**Page extract**
== Segment start ==
On the economy, Democrats have an open-throated critique of Bush's failures--the budget and trade deficits, the stagnant wages, the growing inequality and poverty--but no clear alternative growth agenda. They've made fiscal probity a priority but hesitate to argue for fair taxes. This tends to leave them tongue-tied about major public investment. So when Bush argues for tax cuts and growth, too often Democrats argue about deficits.
Despite this, Democrats are in much better shape than you'd know from the pundits prating about their lack of unity and absence of ideas. In reality, George Bush's extremism has forged greater Democratic unity than ever. That unity was critical in routing Bush's primary second-term domestic initiative--privatization of Social Security--and will help Democrats make the election a national referendum on conservative corruption and incompetence. (Newt Gingrich helpfully supplied the slogan: "Had Enough?")
Democratic leaders in the House and Senate not only have drummed on the Republican "culture of corruption" but have forged relatively widespread agreement on a positive issue agenda that helps dramatize the costs of that corruption to voters. They've called for a concerted drive for energy independence, as opposed to the Administration's Big Oil cronyism. They'd fix the prescription drug program--put it in Medicare and require Medicare to negotiate lower prices--as opposed to the Big Pharma giveaways DeLay forced through Congress. They would invest in education and cut student loan interest rates in half, as opposed to GOP cuts of billions from student aid. They'd raise the minimum wage, which Republicans, catering to the business lobby, have frozen since 1997. They would get serious about homeland security, in stark contrast to the cronyism revealed in the wake of Hurricane Katrina. And they would attack the incompetence and corruption in Iraq, where insider companies like Halliburton made off with billions in no-bid contracts, even while the Pentagon charges them with fraudulent billing.
== Segment end ==
**Work task A**
Answer these questions from the commentary on Democratic politics.
(i) What slogan does the commentary say Newt Gingrich supplied?
(ii) Since what year have Republicans frozen the minimum wage?
(iii) Which company is named as having made off with billions in no-bid contracts in Iraq?
**Work task B**
In the commentary on Democratic politics, the last paragraph sets out the positive issue agenda of Democratic leaders in the House and Senate. List every measure it says they would pursue.
**Work task C**
Continue the commentary on Democratic politics from its final sentence, keeping its tone and argument.

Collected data
== Segment start ==
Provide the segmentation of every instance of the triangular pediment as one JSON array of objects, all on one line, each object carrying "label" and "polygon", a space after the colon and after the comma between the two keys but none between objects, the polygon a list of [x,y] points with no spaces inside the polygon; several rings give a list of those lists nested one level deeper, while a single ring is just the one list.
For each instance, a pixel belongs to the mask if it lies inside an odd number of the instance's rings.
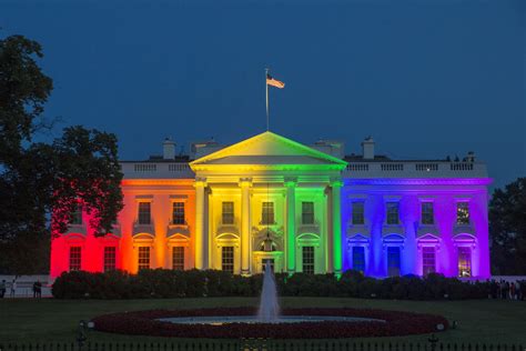
[{"label": "triangular pediment", "polygon": [[306,164],[313,167],[331,166],[343,169],[347,163],[270,131],[226,147],[190,163],[193,169],[200,166],[226,164]]}]

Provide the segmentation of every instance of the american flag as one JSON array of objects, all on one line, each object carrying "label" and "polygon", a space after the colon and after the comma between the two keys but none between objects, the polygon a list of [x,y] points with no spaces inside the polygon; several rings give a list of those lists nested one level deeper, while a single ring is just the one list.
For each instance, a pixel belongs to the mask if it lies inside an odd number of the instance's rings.
[{"label": "american flag", "polygon": [[280,88],[280,89],[285,88],[285,83],[284,83],[284,82],[279,81],[277,79],[272,78],[272,76],[269,74],[269,73],[266,73],[266,84],[267,84],[267,86],[272,86],[272,87],[276,87],[276,88]]}]

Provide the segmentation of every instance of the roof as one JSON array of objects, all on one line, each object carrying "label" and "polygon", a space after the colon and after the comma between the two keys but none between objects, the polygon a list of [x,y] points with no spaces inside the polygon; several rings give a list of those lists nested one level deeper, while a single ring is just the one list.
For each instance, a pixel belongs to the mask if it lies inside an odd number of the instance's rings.
[{"label": "roof", "polygon": [[192,169],[204,166],[320,166],[343,169],[347,162],[302,143],[265,131],[233,146],[190,162]]}]

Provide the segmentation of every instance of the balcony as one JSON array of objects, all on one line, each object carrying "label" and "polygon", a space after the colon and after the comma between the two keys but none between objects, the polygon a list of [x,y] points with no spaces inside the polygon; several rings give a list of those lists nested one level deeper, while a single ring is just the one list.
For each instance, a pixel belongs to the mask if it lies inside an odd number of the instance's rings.
[{"label": "balcony", "polygon": [[192,179],[195,174],[185,162],[121,162],[124,179]]},{"label": "balcony", "polygon": [[386,237],[390,234],[398,234],[405,237],[405,229],[402,223],[398,224],[383,224],[382,225],[382,235]]},{"label": "balcony", "polygon": [[320,234],[320,223],[301,223],[297,225],[297,234],[300,235],[304,233]]},{"label": "balcony", "polygon": [[472,223],[468,224],[457,224],[453,227],[453,235],[458,234],[472,234],[475,237],[475,228],[473,228]]},{"label": "balcony", "polygon": [[487,178],[487,168],[481,162],[449,161],[355,161],[347,164],[344,178]]},{"label": "balcony", "polygon": [[418,224],[418,229],[416,230],[416,237],[424,237],[426,234],[432,234],[435,237],[439,237],[441,233],[436,224]]},{"label": "balcony", "polygon": [[356,234],[361,235],[370,235],[371,234],[371,228],[368,224],[353,224],[348,223],[347,224],[347,230],[346,230],[347,237],[352,238]]}]

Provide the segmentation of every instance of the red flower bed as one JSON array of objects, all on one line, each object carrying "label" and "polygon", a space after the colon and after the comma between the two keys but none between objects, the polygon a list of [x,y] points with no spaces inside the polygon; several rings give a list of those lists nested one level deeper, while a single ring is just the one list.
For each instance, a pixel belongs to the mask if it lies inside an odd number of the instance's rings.
[{"label": "red flower bed", "polygon": [[271,338],[271,339],[336,339],[356,337],[395,337],[439,331],[448,327],[441,315],[412,312],[360,310],[360,309],[284,309],[284,315],[334,315],[378,319],[385,322],[301,322],[301,323],[229,323],[178,324],[162,322],[160,318],[255,315],[252,308],[225,308],[200,310],[152,310],[104,314],[93,319],[95,330],[120,334],[172,337],[172,338]]}]

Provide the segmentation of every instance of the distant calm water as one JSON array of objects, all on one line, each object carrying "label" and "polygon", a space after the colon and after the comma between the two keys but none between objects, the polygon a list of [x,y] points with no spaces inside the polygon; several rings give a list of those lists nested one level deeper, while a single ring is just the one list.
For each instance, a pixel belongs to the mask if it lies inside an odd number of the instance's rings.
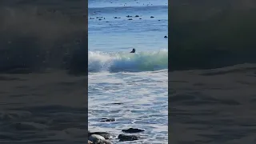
== Segment end ==
**Output A**
(i) "Had Enough?"
(ii) 1997
(iii) Halliburton

**Output B**
- A concerted drive for energy independence
- Fixing the prescription drug program by putting it in Medicare and requiring Medicare to negotiate lower prices
- Investing in education and cutting student loan interest rates in half
- Raising the minimum wage
- Getting serious about homeland security
- Attacking the incompetence and corruption in Iraq

**Output C**
Neither Democratic nor Republican incumbents have exactly been stalwarts when it comes to getting big money out of politics. But this agenda gives Democrats a populist theme, pitting the common good against the special interest, working people against corporate lobbies.
Thus far, the Republicans' response has been as fractured as their popularity. Many legislators are scrambling to go local--highlighting their independence from Bush and their effectiveness in serving their constituents. But the White House and the RNC argue that their best hope is to make the election a fear-driven choice, not a referendum on conservative performance. As Karl Rove put it to the RNC, the President knows we're at war, whereas Democrats want to "cut and run"; the President will do what is necessary to keep Americans safe, while Democrats worry about warrants and procedure, opposing the "terrorist surveillance program" and renewal of the Patriot Act; Republicans are for tax cuts and growth, while Democrats will raise taxes and sabotage growth; and Republicans defend traditional values--like marriage--while Democrats undermine them.
This replays tunes that were brutally effective in 2002 and 2004. But few voters may still be listening to the President on Iraq, and most Americans think Republicans are out of touch when they tout the supposedly good economy. Plus, Republican posturing on social issues is losing credibility even on the right.